# Exercise
Rewrite every line of the listing below as a numbered list, skipping blank lines and omitting the pictures.

--- Record list ---

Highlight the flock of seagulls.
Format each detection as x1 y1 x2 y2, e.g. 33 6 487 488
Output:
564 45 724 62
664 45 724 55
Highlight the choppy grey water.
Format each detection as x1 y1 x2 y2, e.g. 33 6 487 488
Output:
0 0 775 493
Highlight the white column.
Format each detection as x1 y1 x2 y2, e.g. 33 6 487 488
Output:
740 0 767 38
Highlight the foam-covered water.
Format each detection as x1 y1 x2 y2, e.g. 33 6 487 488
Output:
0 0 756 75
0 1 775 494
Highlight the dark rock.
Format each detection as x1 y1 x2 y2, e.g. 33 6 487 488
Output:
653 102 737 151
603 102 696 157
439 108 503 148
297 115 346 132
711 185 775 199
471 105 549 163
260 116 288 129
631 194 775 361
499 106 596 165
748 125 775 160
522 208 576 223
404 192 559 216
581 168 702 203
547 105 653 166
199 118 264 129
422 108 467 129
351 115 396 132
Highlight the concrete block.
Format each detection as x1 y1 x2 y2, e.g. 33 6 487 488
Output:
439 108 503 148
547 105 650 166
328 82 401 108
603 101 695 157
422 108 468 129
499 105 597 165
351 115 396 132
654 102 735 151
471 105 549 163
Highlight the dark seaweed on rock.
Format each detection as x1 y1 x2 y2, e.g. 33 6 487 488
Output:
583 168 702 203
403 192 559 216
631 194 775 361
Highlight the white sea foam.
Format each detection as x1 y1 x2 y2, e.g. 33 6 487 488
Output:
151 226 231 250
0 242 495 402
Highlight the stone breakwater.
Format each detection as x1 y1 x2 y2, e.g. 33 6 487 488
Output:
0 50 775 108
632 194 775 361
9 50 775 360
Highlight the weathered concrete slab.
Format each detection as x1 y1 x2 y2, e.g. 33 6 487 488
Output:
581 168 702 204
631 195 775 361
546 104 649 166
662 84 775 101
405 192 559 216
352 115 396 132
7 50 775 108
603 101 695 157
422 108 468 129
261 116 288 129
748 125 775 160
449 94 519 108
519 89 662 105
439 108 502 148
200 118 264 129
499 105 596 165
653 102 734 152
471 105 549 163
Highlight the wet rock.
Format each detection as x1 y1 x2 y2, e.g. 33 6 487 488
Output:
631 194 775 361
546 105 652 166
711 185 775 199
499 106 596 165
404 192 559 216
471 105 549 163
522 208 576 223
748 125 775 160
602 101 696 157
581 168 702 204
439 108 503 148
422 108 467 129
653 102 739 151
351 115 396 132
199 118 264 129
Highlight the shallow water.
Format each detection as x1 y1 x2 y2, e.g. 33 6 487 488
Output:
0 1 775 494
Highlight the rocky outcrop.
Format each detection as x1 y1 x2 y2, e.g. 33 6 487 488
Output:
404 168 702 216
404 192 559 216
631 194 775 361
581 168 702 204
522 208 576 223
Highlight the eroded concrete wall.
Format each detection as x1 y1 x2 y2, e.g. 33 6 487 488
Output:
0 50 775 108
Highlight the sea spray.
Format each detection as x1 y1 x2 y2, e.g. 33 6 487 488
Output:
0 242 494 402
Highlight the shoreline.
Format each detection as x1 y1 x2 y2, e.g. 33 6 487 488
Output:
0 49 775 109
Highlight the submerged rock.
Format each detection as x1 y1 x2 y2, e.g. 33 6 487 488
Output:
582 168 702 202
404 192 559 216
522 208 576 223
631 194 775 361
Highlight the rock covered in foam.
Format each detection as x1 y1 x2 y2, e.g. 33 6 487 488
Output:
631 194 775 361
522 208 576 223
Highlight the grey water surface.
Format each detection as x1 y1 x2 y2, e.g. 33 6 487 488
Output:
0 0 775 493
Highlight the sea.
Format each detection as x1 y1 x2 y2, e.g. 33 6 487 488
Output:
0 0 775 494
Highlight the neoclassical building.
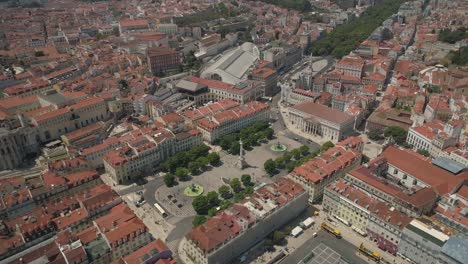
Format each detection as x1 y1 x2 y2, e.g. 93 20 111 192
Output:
288 102 355 142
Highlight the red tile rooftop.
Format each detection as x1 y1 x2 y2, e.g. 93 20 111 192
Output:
457 185 468 201
76 226 99 245
95 203 136 233
0 95 38 110
52 208 88 230
189 76 234 90
147 47 177 57
103 217 147 247
120 19 148 27
252 68 276 79
0 235 24 255
81 137 120 156
293 88 320 97
381 146 468 195
123 239 169 264
65 170 99 186
8 242 63 264
292 102 354 124
64 122 105 141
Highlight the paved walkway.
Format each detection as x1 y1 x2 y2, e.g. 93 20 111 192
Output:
278 102 329 145
154 139 300 217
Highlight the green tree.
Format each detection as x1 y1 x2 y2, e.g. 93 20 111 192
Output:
367 129 383 140
219 134 237 150
241 174 253 187
263 127 275 140
234 192 245 203
291 148 301 160
286 161 296 172
273 231 286 245
322 141 335 151
175 167 189 181
384 126 408 145
164 173 175 187
417 149 431 157
219 200 232 210
275 157 284 169
197 157 208 168
299 145 309 156
192 195 210 215
229 178 242 193
206 191 220 207
206 152 221 166
218 185 232 199
361 155 370 164
208 207 218 217
263 159 276 176
192 215 206 226
244 186 254 195
229 141 240 155
283 151 292 163
263 239 275 252
188 161 201 175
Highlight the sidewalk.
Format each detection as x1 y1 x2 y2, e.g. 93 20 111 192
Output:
324 213 409 264
278 102 328 145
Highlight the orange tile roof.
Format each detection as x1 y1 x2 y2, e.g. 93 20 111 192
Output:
382 146 468 195
76 226 99 245
123 239 169 264
52 208 88 230
0 95 38 110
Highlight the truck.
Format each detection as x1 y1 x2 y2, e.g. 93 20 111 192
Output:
299 217 315 229
358 243 382 262
320 222 341 238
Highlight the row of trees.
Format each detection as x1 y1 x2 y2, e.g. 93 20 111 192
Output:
162 144 221 187
438 27 468 44
219 122 274 155
311 0 405 58
367 126 408 146
263 141 335 176
192 174 254 226
447 47 468 66
174 3 239 26
254 0 312 12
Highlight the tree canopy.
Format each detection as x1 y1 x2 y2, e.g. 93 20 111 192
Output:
311 0 405 58
438 27 468 44
252 0 312 12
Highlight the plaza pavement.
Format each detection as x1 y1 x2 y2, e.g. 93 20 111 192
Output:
155 134 301 217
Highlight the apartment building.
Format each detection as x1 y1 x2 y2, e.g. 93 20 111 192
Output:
288 102 355 143
102 127 202 184
31 97 109 142
146 47 182 74
250 67 279 96
399 220 449 264
335 55 365 79
344 146 468 217
288 137 363 202
94 204 152 259
175 76 264 105
183 178 308 264
406 120 463 157
188 101 270 143
323 180 412 255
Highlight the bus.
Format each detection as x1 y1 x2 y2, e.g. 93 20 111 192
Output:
358 243 382 262
154 203 167 217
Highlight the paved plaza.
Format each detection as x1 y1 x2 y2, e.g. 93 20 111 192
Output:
155 135 301 217
302 243 348 264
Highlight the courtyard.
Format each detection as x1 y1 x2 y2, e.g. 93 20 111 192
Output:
154 132 308 217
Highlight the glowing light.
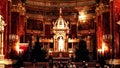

---

# Response to the exercise
1. Highlight the flock of seagulls.
2. Format each detection as x1 y1 x2 y2, e.g. 33 6 487 488
3. Output:
4. 564 45 724 62
5. 664 45 724 55
6. Highlight the choppy grey water.
7. Format each detection as x1 y1 x2 y2, e.g. 33 6 487 488
8. Output:
9. 0 0 775 493
10. Highlight the white column.
11. Format each detection as x1 y1 x2 y2, e.g. 33 6 487 488
12. Output:
13. 740 0 767 38
14. Highlight the foam-covered water.
15. Format each detection as x1 y1 x2 y2, e.g. 33 6 487 488
16. Output:
17. 0 0 756 75
18. 0 1 775 494
19. Highlight the dark rock.
20. Format each detection as x1 y1 x2 y2, e.g. 33 6 487 488
21. Output:
22. 653 102 737 151
23. 603 102 696 157
24. 439 108 503 148
25. 297 115 346 132
26. 711 185 775 199
27. 471 105 549 163
28. 260 116 288 129
29. 631 194 775 361
30. 499 106 596 165
31. 748 125 775 160
32. 522 208 576 223
33. 404 192 559 216
34. 581 168 702 203
35. 547 105 653 166
36. 199 118 264 129
37. 422 108 467 129
38. 351 115 396 132
39. Highlight the concrete block.
40. Format each detection as x1 y1 x2 y2, e.g. 33 6 487 488
41. Output:
42. 439 108 503 148
43. 547 105 650 166
44. 328 82 401 108
45. 603 101 695 157
46. 422 108 468 129
47. 499 105 597 165
48. 351 115 396 132
49. 654 102 735 151
50. 471 105 549 163
51. Highlight the dark seaweed on rock.
52. Format each detection as x1 y1 x2 y2, e.g. 33 6 487 488
53. Output:
54. 583 168 702 203
55. 403 192 559 216
56. 631 194 775 361
57. Highlight the white sea foam.
58. Format each detection as x1 y1 x2 y2, e.g. 33 6 487 488
59. Output:
60. 151 226 231 250
61. 0 242 495 402
62. Highlight the stone breakwater.
63. Format each detection as x1 y1 x2 y2, e.g. 33 6 487 488
64. Output:
65. 0 50 775 108
66. 632 194 775 361
67. 9 50 775 360
68. Highlight the weathered concrete slab.
69. Format each detection as x1 y1 x2 y2, e.g. 33 6 487 488
70. Output:
71. 581 168 702 204
72. 631 195 775 361
73. 546 104 649 166
74. 662 84 775 101
75. 405 192 559 216
76. 352 115 396 132
77. 7 50 775 108
78. 603 101 695 157
79. 422 108 468 129
80. 261 116 288 129
81. 748 125 775 160
82. 449 94 519 108
83. 519 89 662 105
84. 439 108 502 148
85. 200 118 264 129
86. 499 105 596 165
87. 653 102 734 152
88. 471 105 549 163
89. Highlight the wet rock.
90. Format each detection as x1 y1 x2 y2, e.g. 33 6 487 488
91. Output:
92. 631 194 775 361
93. 546 105 652 166
94. 711 185 775 199
95. 499 106 596 165
96. 404 192 559 216
97. 471 105 549 163
98. 522 208 576 223
99. 748 125 775 160
100. 602 101 696 157
101. 581 168 702 204
102. 439 108 503 148
103. 422 108 467 129
104. 653 102 739 151
105. 351 115 396 132
106. 199 118 264 129
107. Highlight the shallow water.
108. Format each detection as x1 y1 x2 y2, e.g. 33 6 487 488
109. Output:
110. 0 1 775 494
111. Highlight the rocky outcrop.
112. Format each detection as x1 y1 x2 y2, e.g. 33 6 487 488
113. Output:
114. 404 168 702 216
115. 404 192 559 216
116. 631 194 775 361
117. 581 168 702 204
118. 522 208 576 223
119. Highlight the eroded concrete wall.
120. Format each detection as x1 y1 x2 y2, e.g. 33 6 487 488
121. Output:
122. 0 50 775 108
123. Highlight the sea spray.
124. Format each detection as x1 y1 x2 y2, e.g. 33 6 487 488
125. Output:
126. 0 242 494 402
127. Highlight the shoreline.
128. Format each detection as x1 y1 x2 y2, e.g. 33 6 487 488
129. Output:
130. 0 49 775 109
131. Highlight the submerged rock.
132. Format each detection as x1 y1 x2 y2, e.g. 33 6 487 488
133. Output:
134. 582 168 702 202
135. 404 192 559 216
136. 522 208 576 223
137. 631 194 775 361
138. Highlight the rock covered in foam.
139. Format each detection as x1 y1 x2 y2, e.g. 33 6 487 488
140. Output:
141. 631 194 775 361
142. 522 208 576 223
143. Highlight the grey water surface.
144. Format each detection as x1 y1 x2 y2, e.g. 33 6 487 488
145. Output:
146. 0 0 775 493
147. Highlight the sea.
148. Format each detection as x1 y1 x2 y2, e.g. 33 6 487 488
149. Output:
150. 0 0 775 494
151. Highlight the neoclassical building.
152. Format each detection as x1 y1 x2 y2, e.g. 93 20 111 192
153. Output:
154. 288 102 355 142
155. Highlight the red tile rooftop.
156. Format each detection as x1 y1 x2 y2, e.g. 93 20 111 192
157. Output:
158. 457 185 468 201
159. 76 226 99 245
160. 95 203 136 233
161. 0 95 38 110
162. 52 208 88 230
163. 189 76 234 90
164. 147 47 177 57
165. 103 217 147 247
166. 120 19 148 27
167. 252 68 276 79
168. 0 235 24 255
169. 81 137 120 156
170. 293 88 320 97
171. 381 146 468 195
172. 123 239 169 264
173. 65 170 99 186
174. 8 242 63 264
175. 292 102 354 124
176. 64 122 105 141
177. Highlight the paved walkway.
178. Format each detection as x1 y1 x2 y2, e.g. 93 20 111 192
179. Output:
180. 278 102 329 145
181. 154 139 300 217
182. Highlight the green tree.
183. Format each detection as x1 y1 x2 y2, e.g. 93 20 111 192
184. Output:
185. 367 129 383 140
186. 219 134 237 150
187. 241 174 253 187
188. 263 127 275 140
189. 234 192 245 203
190. 291 148 301 160
191. 286 161 296 172
192. 273 231 286 245
193. 322 141 335 151
194. 175 167 189 181
195. 384 126 408 145
196. 164 173 175 187
197. 417 149 431 157
198. 219 200 232 210
199. 275 157 284 169
200. 197 157 208 168
201. 299 145 309 156
202. 192 195 210 215
203. 229 178 242 193
204. 206 191 220 207
205. 206 152 221 166
206. 218 185 232 199
207. 361 155 370 164
208. 208 207 218 217
209. 263 159 276 176
210. 192 215 206 226
211. 244 186 254 195
212. 229 141 240 155
213. 283 151 292 163
214. 263 239 275 252
215. 188 161 201 175
216. Highlight the sidewalk.
217. Format each detection as x1 y1 x2 y2, e.g. 93 20 111 192
218. Output:
219. 324 213 409 264
220. 278 102 328 145
221. Highlight the orange tile roof.
222. Format each detection as x1 y1 x2 y2, e.g. 93 20 111 192
223. Output:
224. 382 146 468 195
225. 76 226 99 245
226. 123 239 169 264
227. 52 208 88 230
228. 0 95 38 110
229. Highlight the truck.
230. Format each detection as x1 y1 x2 y2, e.g. 93 20 111 192
231. Output:
232. 299 217 315 229
233. 358 243 382 262
234. 320 222 341 238
235. Highlight the row of trees.
236. Format each detection as x1 y1 x2 y2, e.g. 93 20 111 192
237. Output:
238. 162 144 221 187
239. 438 27 468 44
240. 219 122 274 155
241. 311 0 405 58
242. 367 126 408 146
243. 263 141 335 176
244. 192 174 254 226
245. 447 47 468 66
246. 174 3 239 26
247. 254 0 312 12
248. Highlight the tree canopy.
249. Format each detection as x1 y1 x2 y2, e.g. 93 20 111 192
250. Output:
251. 311 0 405 58
252. 438 27 468 44
253. 252 0 312 12
254. Highlight the plaza pavement.
255. Format each detection as x1 y1 x2 y2, e.g. 93 20 111 192
256. Output:
257. 155 134 301 217
258. Highlight the apartment building.
259. Format each detection as x1 y1 x2 y2, e.g. 93 20 111 192
260. Output:
261. 288 102 355 143
262. 102 127 202 184
263. 31 97 109 142
264. 146 47 182 74
265. 250 67 279 96
266. 399 220 449 264
267. 335 55 365 79
268. 344 146 468 217
269. 288 137 363 202
270. 94 204 152 259
271. 175 76 264 105
272. 183 178 308 264
273. 406 120 463 157
274. 188 101 270 143
275. 323 180 412 255
276. Highlight the bus.
277. Format each detection as x1 y1 x2 y2, e.g. 93 20 111 192
278. Output:
279. 358 243 382 262
280. 154 203 167 217
281. Highlight the paved plaza.
282. Format each detection as x1 y1 x2 y2, e.g. 93 20 111 192
283. Output:
284. 155 135 301 217
285. 302 243 348 264
286. Highlight the courtyard.
287. Format each detection as x1 y1 x2 y2, e.g. 93 20 111 192
288. Output:
289. 154 132 308 217
290. Highlight the glowing light.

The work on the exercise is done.